▶ [TASK OBJECTIVE] Revise the lines below by putting "widest circle" wherever "largest disc" appears, and keep every other word the same.

[Coordinate annotation entries]
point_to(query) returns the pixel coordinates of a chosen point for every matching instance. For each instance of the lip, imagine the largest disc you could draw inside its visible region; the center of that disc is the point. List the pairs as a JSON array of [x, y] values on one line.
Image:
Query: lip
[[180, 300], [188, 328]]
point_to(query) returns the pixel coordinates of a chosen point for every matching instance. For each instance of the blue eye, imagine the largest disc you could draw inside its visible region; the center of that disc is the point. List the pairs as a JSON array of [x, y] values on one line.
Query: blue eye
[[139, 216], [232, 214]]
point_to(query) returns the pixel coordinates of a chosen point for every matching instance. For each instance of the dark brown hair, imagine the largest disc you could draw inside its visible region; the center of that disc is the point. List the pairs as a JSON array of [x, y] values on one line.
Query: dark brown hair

▶ [RESPONSE TO THE EXERCISE]
point_to(query) returns the pixel coordinates of a chosen point for every matching instance. For each instance of the lip, imagine the widest circle you could draw inside its visible region; the center of that disc is the point. List the pairs as a JSON array of [x, y] values on one line.
Image:
Query: lip
[[180, 300], [188, 328]]
point_to(query) returns the pixel coordinates of a chosen point for every matching instance. For each instance of the blue eye, imagine the widest circle you could draw inside its visible region; the center of that disc is the point. List the pairs as a JSON array of [x, y] values on one line.
Query: blue eye
[[139, 216], [232, 214]]
point_to(query) returns the pixel coordinates of a chosen point for every matching instance. For each instance of the dark brown hair, imagine the widest circle you could draw inside its visible region; the center of that disc is the point. List the pairs as a JSON array of [x, y] values on one line.
Query: dark brown hair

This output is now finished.